* [Quoted passage]
================

United States District Court, E.D. New York
May 11, 2010
07-CV-4319 (SLT) (E.D.N.Y. May. 11, 2010)

Opinion

07-CV-4319 (SLT).

May 11, 2010


MEMORANDUM AND ORDER


Petitioner Chandler Celestin petitions this Court for a writ of habeas corpus pursuant to 28 U.S.C. § 2254, seeking to challenge his 1997 conviction on two counts of attempted murder in the second degree, and one count each of attempted arson in the second degree, robbery in the first degree, and criminal possession of a weapon in the second degree. Respondent now moves to dismiss the petition as time-barred under 28 U.S.C. § 2244(d). For the reasons set forth below, Respondent's motion is granted and the petition is dismissed as untimely.

BACKGROUND

On January 27, 1997, at approximately 4:00 p.m., Celestin and his uncle, Michael Johnson, entered a restaurant located at 66 Eldert Street in Brooklyn, New York. Inside the restaurant were several employees and a customer. Johnson pointed a handgun at the head of one of the employees and ordered him to lie down. At Johnson's request, Celestin took out another gun, pointed it at the customer, and ordered him to the ground. Johnson then sprayed lighter fluid on the floor and on the two individuals on the ground, displayed a book of matches, and stated that he and Celestin intended to burn down the restaurant.

Unbeknownst to Johnson and Celestin, Police Officer Michael Murphy had seen Johnson enter the restaurant carrying a handgun. Officer Murphy requested assistance and police soon arrived at the scene. Celestin and Johnson attempted to flee but were quickly apprehended. Celestin subsequently gave a written statement describing his uncle's commission of the robbery, but admitted no involvement in the crime other than possessing a handgun which police found in a garbage can in the restaurant. Thereafter, Celestin and Johnson were each charged with two counts of attempted murder in the second degree, one count of attempted arson in the second degree, two counts of robbery in the first degree, and other lesser offenses.

The handgun which Celestin admitted possessing was later determined to have been involved in another crime: the January 6, 1997, murder of one Deo Bhola. Accordingly, Celestin was separately charged with one count of murder in the second degree, two counts of robbery in the first degree, and other offenses in connection with this incident. Johnson's case was then severed from Celestin's case.

================

* [Data section]

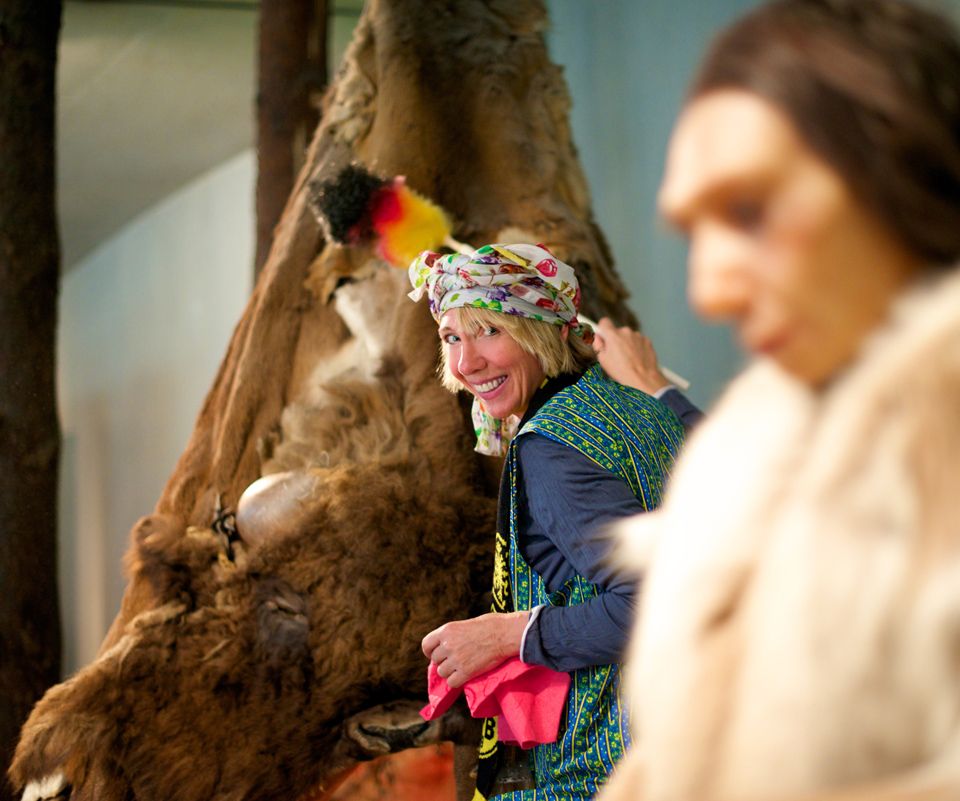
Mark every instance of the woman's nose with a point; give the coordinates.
(718, 282)
(471, 359)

================

Please give the address of the restaurant that Celestin and Johnson entered, according to the court opinion above.

66 Eldert Street in Brooklyn, New York.